**SELECTED EXCERPT:**
Like begets like, more or less. This basic fact of heredity has been known since ancient times. However, the actual mechanisms of heredity, indeed, even the mathematical patterns of heredity, were completely unknown until Gregor Mendel did his breakthough work. When he published his findings in 1866, the scientific failed to recognize their significance and the work was largely ignored, until it was rediscovered in 1900. many recognized the huge potential in his findings, triggering an explosion of work that, in just two decades, laid the complete foundation of our modern understanding of genetics.


Mendel's Monohybrid Crosses


Gregor Mendel

To reduce ambiguity in his findings, Mendel first addressed the problem of heredity with very basic, very simple, and very clear questions:

1.What kinds and what numbers of progeny will be produced when parents differing only in one distinct trait (i.e., external attribute) are crossed?

2.What kinds and what numbers of offspring will be produced if the progeny of the original crosses are permitted to breed among themselves and to have progeny of their own?

In addition to asking clear questions, Mendel noted that, "The value and utility of any experiment are determined by the fitness of the material to the purpose for which it is used," and therefore he was careful to work with organisms that possessed attributes that were particularly appropriate for the study of heredity. Specifically, Mendel recognized that for genetic research to be successful, the researcher should be able to know the parentage of every experimental cross with certainty and should be able to differentiate easily among the various types of progeny that are produced. After considerable thought, he selected the garden pea for his subject. He believed them to be desirable for the following reasons.

1.Their flower structure was such that Mendel could be sure that accidental cross pollination by unknown plants would not occur. And, the flower structure also allowed Mendel to carry out the pollination himself so that he would be very certain about the actual parentage in all of his crosses. (Figure 1)

pea flower

Figure 1. A cut-away illustration of the flower structure of the garden pea. Pollen is produced in the anthers and ova in the pistil. In peas, the anthers mature and release pollen while the flower is still in the bud stage — thus the pistil is normally protected from foreign pollen and the plants are self-fertilized. To carry out specific crosses, Mendel simply opened the bud, removed the anthers before they were mature, and applied to the pistil pollen taken from plants he had selected to be the male parent.

**EXERCISE DATA:**
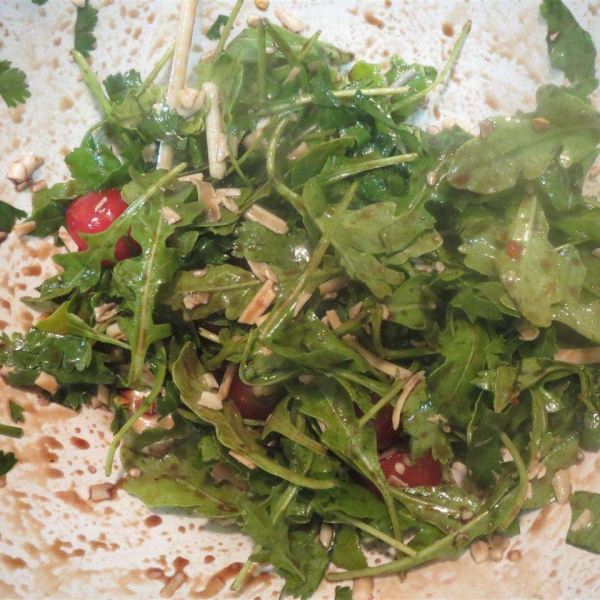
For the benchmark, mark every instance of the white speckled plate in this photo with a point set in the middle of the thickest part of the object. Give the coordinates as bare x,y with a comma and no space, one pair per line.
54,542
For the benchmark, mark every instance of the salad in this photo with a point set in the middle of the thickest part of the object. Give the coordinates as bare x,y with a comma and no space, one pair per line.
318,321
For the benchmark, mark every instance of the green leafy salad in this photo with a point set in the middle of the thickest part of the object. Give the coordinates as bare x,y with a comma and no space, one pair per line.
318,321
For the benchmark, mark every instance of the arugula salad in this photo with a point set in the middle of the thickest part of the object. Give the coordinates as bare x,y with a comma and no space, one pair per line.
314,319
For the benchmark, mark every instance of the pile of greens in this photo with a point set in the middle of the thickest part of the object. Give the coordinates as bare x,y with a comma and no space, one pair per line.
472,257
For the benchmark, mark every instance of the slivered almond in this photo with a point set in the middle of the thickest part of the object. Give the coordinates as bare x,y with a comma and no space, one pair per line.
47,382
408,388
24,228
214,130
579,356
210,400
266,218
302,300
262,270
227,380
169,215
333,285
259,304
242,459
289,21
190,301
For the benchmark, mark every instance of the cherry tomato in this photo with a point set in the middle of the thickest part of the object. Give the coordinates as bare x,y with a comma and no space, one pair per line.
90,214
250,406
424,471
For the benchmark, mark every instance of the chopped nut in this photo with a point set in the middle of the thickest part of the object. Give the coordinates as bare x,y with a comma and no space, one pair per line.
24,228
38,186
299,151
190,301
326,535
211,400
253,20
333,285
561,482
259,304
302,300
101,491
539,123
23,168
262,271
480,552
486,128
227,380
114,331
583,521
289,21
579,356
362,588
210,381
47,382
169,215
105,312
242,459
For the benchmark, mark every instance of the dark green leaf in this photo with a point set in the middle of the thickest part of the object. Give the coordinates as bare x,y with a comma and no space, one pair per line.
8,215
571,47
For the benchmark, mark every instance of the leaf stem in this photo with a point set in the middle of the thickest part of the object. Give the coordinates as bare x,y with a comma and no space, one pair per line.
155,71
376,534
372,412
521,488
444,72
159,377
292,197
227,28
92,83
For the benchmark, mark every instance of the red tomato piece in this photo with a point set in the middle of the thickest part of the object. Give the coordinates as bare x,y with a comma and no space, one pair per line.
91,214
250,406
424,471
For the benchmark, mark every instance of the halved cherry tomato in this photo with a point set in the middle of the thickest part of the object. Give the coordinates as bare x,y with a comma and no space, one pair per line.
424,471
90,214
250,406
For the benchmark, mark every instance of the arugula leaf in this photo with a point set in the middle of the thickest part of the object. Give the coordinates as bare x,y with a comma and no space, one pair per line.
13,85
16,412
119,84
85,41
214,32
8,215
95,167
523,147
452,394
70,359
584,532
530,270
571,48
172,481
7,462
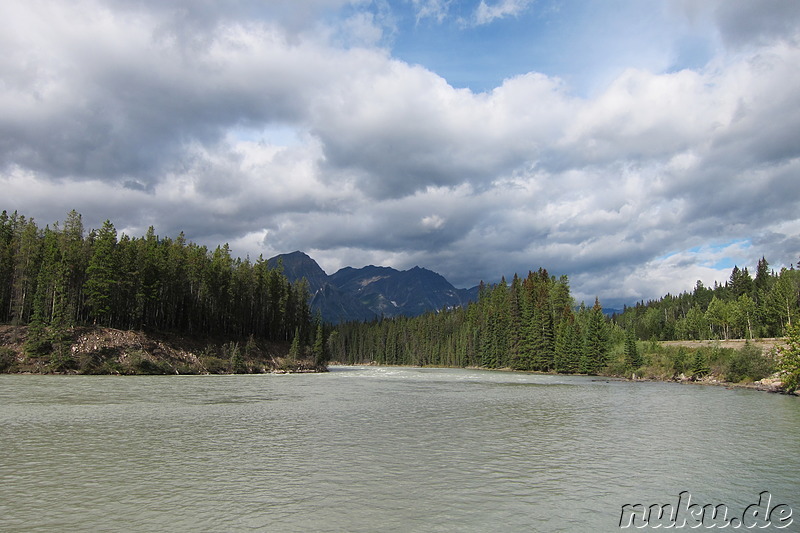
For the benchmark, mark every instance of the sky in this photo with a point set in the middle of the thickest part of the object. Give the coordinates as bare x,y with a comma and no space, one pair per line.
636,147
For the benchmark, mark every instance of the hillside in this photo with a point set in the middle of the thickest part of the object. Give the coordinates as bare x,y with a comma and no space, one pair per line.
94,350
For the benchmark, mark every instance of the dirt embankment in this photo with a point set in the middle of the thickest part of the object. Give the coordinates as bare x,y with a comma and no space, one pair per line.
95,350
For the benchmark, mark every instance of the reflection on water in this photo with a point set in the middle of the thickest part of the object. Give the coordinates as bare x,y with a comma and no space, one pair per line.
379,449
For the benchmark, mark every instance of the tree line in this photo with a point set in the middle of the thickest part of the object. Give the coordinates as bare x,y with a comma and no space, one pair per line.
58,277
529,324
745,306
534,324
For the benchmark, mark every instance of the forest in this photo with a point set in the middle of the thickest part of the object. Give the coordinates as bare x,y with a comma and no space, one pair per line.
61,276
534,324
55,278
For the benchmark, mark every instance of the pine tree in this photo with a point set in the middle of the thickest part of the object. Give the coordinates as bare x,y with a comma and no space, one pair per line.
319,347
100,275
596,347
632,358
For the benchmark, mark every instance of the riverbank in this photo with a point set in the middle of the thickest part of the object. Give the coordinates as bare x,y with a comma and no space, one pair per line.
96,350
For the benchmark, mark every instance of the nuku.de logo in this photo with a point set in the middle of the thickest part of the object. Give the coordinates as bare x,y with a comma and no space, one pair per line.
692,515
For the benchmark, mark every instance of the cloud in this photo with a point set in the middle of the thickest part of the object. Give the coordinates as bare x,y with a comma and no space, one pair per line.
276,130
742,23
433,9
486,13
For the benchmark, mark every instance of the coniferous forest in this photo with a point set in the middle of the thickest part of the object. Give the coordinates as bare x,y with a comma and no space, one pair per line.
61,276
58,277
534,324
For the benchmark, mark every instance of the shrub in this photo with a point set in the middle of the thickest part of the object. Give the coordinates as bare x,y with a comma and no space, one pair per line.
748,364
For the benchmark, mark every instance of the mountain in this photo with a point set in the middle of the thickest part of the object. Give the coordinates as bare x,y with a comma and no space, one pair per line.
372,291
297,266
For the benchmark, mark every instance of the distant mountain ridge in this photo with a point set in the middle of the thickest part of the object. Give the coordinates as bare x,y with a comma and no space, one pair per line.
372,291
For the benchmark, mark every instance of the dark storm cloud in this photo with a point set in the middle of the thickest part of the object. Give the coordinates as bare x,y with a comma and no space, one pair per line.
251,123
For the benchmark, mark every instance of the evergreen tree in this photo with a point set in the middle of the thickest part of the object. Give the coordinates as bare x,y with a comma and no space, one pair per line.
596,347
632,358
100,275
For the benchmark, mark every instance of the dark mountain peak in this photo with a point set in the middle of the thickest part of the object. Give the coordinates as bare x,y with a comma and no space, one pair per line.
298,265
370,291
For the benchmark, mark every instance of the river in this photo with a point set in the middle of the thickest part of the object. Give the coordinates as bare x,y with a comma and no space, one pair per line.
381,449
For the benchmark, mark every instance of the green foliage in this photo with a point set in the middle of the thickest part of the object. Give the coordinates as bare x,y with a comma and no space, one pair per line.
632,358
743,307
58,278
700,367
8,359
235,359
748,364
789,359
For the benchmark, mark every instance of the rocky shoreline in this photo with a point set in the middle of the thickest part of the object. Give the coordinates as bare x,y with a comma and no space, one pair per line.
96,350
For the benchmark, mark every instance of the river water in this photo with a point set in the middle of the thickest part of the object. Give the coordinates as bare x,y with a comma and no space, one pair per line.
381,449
...
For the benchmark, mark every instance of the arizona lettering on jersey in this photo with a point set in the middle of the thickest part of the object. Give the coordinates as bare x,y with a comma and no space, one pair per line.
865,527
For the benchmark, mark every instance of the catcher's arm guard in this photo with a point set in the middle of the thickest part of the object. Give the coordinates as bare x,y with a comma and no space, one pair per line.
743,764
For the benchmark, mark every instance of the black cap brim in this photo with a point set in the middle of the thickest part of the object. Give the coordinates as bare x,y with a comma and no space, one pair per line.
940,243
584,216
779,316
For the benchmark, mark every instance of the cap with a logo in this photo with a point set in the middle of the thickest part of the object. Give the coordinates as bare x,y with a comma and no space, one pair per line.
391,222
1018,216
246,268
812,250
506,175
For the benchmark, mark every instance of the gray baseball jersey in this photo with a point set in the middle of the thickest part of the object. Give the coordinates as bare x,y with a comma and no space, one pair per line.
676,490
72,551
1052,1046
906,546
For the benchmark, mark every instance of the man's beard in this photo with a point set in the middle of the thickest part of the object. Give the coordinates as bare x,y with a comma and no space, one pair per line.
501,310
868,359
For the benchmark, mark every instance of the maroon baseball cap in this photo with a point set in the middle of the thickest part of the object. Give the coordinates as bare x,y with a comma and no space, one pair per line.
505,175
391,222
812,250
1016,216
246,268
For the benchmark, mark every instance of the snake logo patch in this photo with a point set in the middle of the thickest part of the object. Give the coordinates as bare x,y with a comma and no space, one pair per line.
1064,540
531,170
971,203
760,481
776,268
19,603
...
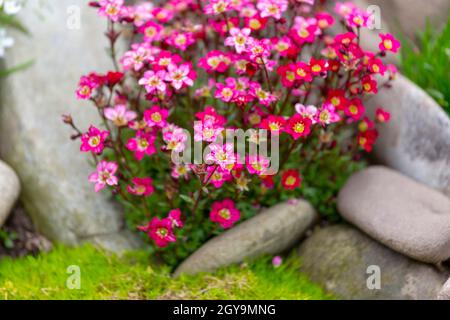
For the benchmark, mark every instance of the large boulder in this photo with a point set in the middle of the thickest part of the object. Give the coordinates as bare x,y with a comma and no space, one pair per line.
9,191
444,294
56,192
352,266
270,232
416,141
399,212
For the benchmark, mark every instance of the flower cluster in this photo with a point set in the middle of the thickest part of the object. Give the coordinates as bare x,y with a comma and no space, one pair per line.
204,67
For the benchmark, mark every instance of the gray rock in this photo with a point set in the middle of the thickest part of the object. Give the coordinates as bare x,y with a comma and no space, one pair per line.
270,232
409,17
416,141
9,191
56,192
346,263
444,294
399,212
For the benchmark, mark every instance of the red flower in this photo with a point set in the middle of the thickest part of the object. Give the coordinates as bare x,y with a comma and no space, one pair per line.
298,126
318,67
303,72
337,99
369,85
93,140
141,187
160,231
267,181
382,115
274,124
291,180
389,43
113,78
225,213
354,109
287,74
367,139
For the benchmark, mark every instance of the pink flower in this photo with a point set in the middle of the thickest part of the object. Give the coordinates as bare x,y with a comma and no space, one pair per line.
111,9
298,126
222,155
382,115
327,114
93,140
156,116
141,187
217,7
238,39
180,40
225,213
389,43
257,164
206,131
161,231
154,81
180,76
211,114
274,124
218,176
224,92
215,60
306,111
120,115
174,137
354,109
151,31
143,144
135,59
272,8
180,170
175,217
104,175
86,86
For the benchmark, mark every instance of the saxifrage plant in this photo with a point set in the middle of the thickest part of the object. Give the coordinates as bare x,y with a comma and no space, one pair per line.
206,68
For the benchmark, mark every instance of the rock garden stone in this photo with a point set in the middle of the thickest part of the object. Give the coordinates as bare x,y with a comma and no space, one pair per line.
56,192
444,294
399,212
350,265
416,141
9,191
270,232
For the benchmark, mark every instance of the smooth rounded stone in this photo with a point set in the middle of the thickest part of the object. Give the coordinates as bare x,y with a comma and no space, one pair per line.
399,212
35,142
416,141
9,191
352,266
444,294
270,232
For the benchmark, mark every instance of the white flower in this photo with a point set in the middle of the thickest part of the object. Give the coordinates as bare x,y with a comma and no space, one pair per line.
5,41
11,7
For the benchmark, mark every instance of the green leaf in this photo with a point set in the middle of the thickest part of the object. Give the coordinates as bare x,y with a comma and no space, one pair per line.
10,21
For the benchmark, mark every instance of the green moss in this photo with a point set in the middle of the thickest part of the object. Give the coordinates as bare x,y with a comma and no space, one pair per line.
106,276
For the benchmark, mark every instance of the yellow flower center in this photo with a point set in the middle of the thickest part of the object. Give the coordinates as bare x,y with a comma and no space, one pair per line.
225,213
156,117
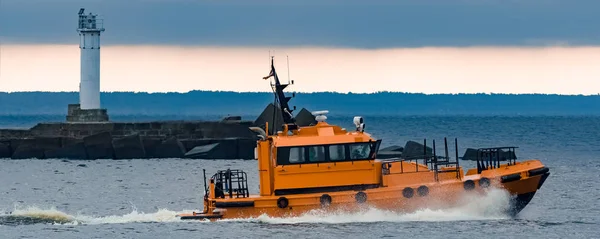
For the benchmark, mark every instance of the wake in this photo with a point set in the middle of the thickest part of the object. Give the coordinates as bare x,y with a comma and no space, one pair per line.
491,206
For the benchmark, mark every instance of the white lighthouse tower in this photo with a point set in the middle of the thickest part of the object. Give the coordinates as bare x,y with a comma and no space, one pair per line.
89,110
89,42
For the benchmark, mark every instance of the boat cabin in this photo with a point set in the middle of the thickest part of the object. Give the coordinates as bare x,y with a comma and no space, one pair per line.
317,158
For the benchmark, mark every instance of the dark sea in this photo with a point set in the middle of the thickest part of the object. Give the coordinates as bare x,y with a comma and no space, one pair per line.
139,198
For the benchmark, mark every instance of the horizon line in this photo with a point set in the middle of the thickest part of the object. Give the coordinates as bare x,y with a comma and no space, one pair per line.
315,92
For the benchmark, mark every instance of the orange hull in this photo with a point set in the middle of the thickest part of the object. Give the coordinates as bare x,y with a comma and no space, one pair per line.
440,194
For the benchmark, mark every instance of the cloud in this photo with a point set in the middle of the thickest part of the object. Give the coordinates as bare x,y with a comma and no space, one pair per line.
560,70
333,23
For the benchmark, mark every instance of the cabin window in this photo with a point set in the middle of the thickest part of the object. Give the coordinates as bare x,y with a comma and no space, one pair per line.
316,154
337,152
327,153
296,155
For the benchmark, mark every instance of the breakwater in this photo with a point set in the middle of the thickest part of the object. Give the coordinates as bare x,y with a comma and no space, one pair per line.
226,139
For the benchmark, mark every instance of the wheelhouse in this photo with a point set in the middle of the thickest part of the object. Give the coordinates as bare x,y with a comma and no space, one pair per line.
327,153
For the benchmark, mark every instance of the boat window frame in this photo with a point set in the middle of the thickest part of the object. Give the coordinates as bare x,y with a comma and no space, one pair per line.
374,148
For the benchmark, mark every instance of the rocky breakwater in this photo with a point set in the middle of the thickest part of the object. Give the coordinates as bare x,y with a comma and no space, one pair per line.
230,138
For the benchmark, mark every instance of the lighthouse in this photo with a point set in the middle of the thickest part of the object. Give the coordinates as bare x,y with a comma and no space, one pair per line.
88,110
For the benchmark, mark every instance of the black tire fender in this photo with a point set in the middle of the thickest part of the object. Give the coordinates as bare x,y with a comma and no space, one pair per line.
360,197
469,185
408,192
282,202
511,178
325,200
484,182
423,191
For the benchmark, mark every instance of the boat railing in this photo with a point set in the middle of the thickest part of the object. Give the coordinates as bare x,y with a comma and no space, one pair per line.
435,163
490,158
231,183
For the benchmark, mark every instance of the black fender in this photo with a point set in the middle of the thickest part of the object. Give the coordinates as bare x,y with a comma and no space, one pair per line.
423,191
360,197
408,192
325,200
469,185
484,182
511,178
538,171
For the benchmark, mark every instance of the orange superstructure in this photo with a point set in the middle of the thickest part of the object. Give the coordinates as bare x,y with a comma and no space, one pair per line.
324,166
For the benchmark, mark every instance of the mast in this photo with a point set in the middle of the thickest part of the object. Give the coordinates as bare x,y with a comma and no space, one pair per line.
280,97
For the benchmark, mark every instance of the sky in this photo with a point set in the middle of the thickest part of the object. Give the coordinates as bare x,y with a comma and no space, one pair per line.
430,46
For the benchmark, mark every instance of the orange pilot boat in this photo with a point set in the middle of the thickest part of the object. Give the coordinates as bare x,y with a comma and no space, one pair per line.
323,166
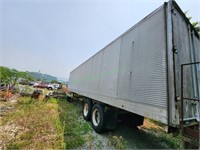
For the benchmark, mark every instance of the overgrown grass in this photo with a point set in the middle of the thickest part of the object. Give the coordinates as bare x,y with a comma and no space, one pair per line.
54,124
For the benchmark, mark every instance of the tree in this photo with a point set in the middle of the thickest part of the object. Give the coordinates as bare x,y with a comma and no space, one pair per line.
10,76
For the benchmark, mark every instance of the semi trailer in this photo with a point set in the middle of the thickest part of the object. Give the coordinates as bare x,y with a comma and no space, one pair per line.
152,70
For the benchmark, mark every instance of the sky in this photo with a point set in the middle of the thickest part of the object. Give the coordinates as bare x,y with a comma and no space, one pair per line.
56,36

**EXERCISE INSTRUCTIONS:** Reproduce the entire passage on Mendel and heredity word for word. The lines above are separate material and have no connection to the passage on Mendel and heredity.

**EXPECTED ANSWER:**
Like begets like, more or less. This basic fact of heredity has been known since ancient times. However, the actual mechanisms of heredity, indeed, even the mathematical patterns of heredity, were completely unknown until Gregor Mendel did his breakthough work. When he published his findings in 1866, the scientific failed to recognize their significance and the work was largely ignored, until it was rediscovered in 1900. many recognized the huge potential in his findings, triggering an explosion of work that, in just two decades, laid the complete foundation of our modern understanding of genetics.


Mendel's Monohybrid Crosses


Gregor Mendel

To reduce ambiguity in his findings, Mendel first addressed the problem of heredity with very basic, very simple, and very clear questions:

1.What kinds and what numbers of progeny will be produced when parents differing only in one distinct trait (i.e., external attribute) are crossed?

2.What kinds and what numbers of offspring will be produced if the progeny of the original crosses are permitted to breed among themselves and to have progeny of their own?

In addition to asking clear questions, Mendel noted that, "The value and utility of any experiment are determined by the fitness of the material to the purpose for which it is used," and therefore he was careful to work with organisms that possessed attributes that were particularly appropriate for the study of heredity. Specifically, Mendel recognized that for genetic research to be successful, the researcher should be able to know the parentage of every experimental cross with certainty and should be able to differentiate easily among the various types of progeny that are produced. After considerable thought, he selected the garden pea for his subject. He believed them to be desirable for the following reasons.

1.Their flower structure was such that Mendel could be sure that accidental cross pollination by unknown plants would not occur. And, the flower structure also allowed Mendel to carry out the pollination himself so that he would be very certain about the actual parentage in all of his crosses. (Figure 1)

pea flower

Figure 1. A cut-away illustration of the flower structure of the garden pea. Pollen is produced in the anthers and ova in the pistil. In peas, the anthers mature and release pollen while the flower is still in the bud stage — thus the pistil is normally protected from foreign pollen and the plants are self-fertilized. To carry out specific crosses, Mendel simply opened the bud, removed the anthers before they were mature, and applied to the pistil pollen taken from plants he had selected to be the male parent.